╭─ Information shown

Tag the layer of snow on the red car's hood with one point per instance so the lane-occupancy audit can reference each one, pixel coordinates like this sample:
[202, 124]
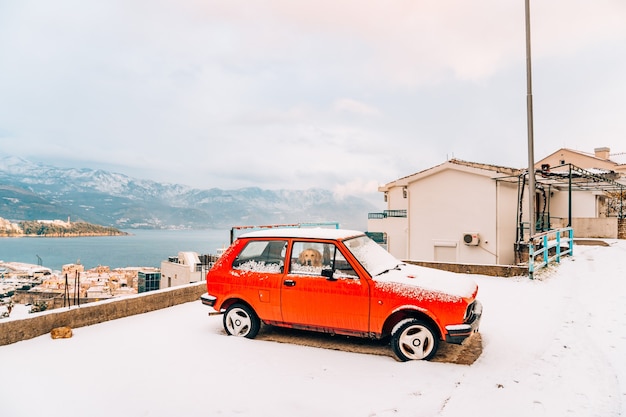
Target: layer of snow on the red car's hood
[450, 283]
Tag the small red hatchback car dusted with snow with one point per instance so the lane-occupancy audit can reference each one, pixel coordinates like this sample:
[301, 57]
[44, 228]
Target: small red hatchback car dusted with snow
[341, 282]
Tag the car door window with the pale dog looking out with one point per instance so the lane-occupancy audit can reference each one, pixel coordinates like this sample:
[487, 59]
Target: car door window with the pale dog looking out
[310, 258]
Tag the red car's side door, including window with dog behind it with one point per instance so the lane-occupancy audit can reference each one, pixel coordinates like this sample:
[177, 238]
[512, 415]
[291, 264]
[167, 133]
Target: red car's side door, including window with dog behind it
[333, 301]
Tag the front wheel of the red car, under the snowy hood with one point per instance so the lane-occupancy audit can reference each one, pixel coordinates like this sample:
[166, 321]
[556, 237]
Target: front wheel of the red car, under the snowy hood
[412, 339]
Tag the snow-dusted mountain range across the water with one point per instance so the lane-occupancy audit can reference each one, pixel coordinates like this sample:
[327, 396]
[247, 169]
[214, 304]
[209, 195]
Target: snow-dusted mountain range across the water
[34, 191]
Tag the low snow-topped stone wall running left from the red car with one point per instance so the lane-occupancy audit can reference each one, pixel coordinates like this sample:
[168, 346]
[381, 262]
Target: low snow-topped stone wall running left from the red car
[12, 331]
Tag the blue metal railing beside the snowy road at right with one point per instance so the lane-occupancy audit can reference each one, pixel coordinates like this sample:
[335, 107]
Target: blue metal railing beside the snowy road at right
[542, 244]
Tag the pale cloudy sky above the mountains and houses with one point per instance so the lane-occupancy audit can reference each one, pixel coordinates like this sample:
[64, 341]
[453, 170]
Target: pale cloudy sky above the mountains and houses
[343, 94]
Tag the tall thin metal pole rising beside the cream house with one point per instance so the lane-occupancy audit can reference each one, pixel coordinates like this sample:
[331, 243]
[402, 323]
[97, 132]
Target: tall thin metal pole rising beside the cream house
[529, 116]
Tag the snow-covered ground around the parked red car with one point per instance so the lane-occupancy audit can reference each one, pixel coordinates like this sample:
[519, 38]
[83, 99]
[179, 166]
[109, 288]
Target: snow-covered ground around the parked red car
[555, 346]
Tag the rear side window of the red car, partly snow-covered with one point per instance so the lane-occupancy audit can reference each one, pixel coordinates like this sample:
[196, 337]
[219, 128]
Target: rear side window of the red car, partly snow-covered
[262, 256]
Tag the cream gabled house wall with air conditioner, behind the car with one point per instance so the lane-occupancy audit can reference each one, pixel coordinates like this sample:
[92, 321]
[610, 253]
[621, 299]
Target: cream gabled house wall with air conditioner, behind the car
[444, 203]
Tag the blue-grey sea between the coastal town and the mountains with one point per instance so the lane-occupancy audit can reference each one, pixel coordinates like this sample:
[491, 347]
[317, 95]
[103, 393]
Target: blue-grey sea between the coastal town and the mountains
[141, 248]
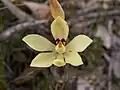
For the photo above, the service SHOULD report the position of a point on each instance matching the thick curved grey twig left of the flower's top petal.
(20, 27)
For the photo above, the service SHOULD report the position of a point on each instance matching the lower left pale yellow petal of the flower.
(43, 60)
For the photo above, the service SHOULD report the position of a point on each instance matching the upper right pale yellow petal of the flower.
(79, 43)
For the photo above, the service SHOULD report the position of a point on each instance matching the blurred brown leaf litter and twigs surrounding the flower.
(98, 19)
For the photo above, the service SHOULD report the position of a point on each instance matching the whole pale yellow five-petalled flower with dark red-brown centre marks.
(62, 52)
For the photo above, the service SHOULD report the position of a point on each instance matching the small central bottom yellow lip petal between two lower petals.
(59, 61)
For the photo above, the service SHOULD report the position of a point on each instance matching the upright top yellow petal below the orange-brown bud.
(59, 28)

╰─

§ Work instructions
Print all the records again exactly; do not include any picture.

§ Output
Tag the layer of snow on the red car's hood with one point per instance so the lane-occupancy audit can reference each one, pixel coordinates like this sample:
[202, 124]
Target: layer of snow on the red car's hood
[450, 283]
Tag the small red hatchback car dusted with snow with one point per instance so the lane-occupancy audit can reference each one, pixel coordinates like this sample:
[301, 57]
[44, 228]
Target: small red hatchback car dusted with snow
[341, 282]
Tag the car door window with the pale dog looking out with one point per instance so the lane-occupancy audit can reference each one, pixel coordinates like this sample:
[487, 59]
Target: car door window with the pale dog looking out
[310, 258]
Tag the red car's side door, including window with dog behind it with one point per instance so the lane-occupancy audit can reference each one, pixel coordinates like this sample:
[177, 238]
[512, 415]
[291, 264]
[167, 133]
Target: red car's side door, including window with dog behind it
[333, 301]
Tag the front wheel of the red car, under the snowy hood with one point per instance so the lane-occupancy audit can reference each one, pixel coordinates like this sample:
[166, 321]
[556, 237]
Target: front wheel of the red car, under the snowy hood
[412, 339]
Tag the snow-dusted mountain range across the water with one point per instance so the lane-occupancy audit can reference each one, pixel coordinates like this sample:
[327, 396]
[247, 169]
[214, 304]
[209, 195]
Target: snow-dusted mountain range across the water
[34, 191]
Tag the low snow-topped stone wall running left from the red car with one point per instance so the lane-occupancy audit can reference each one, pixel coordinates like this sample:
[168, 346]
[381, 262]
Target: low snow-topped stone wall running left from the red car
[12, 331]
Tag the blue metal railing beside the snowy road at right with one point per instance so the lane-occupancy audit can reference each one, pixel coordinates like this sample:
[335, 107]
Target: blue metal railing beside the snowy road at right
[542, 244]
Tag the pale cloudy sky above the mountains and houses with one point per instance so the lane-occupancy audit can reference each one, pixel coordinates like this sample:
[64, 341]
[453, 170]
Target: pale cloudy sky above the mountains and houses
[343, 94]
Tag the tall thin metal pole rising beside the cream house with one point per instance so the lane-occupancy audit can reference each one, pixel coordinates like this sample:
[331, 243]
[402, 323]
[97, 132]
Target: tall thin metal pole rising beside the cream house
[529, 116]
Tag the snow-covered ground around the parked red car with one point per instance so the lane-occupancy audit can reference each one, pixel coordinates like this sample:
[519, 38]
[83, 99]
[179, 166]
[109, 288]
Target: snow-covered ground around the parked red car
[555, 346]
Tag the rear side window of the red car, partly snow-covered with one point per instance so the lane-occupancy audit can reference each one, pixel coordinates like this sample:
[196, 337]
[219, 128]
Target: rear side window of the red car, partly snow-covered
[262, 256]
Tag the cream gabled house wall with air conditioner, behind the car with one point per instance so the lane-occupancy audit can reference each one, pixel coordinates like this sample:
[92, 321]
[610, 253]
[621, 299]
Target: cream gabled house wall with air conditioner, behind the car
[444, 203]
Tag the blue-grey sea between the coastal town and the mountains with one point per instance so the lane-occupancy audit can reference each one, pixel coordinates like this sample:
[491, 347]
[317, 95]
[103, 393]
Target: blue-grey sea between the coastal town and the mountains
[141, 248]
For the photo above, the service SHOULD report the position of a point on each instance matching the thick curved grey twig left of the flower's top petal.
(20, 27)
For the photo above, the service SHOULD report the position of a point on each instance matching the lower left pale yellow petal of the flower.
(43, 60)
For the photo above, the service SHOULD report the position of a point on each instance matching the upper right pale yellow petal of the flower.
(79, 43)
For the photo above, the service SHOULD report the position of a point on each instance matching the blurred brown leaf litter and twigs surrounding the flower.
(98, 19)
For the photo above, the service SHOULD report the position of a point on each instance matching the whole pale yellow five-petalled flower with dark red-brown centre marks.
(62, 52)
For the photo above, the service SHOULD report the position of a point on each instance matching the small central bottom yellow lip petal between two lower petals.
(59, 61)
For the photo above, the service SHOULD report the position of a point on each instance matching the upright top yellow petal below the orange-brown bud.
(59, 28)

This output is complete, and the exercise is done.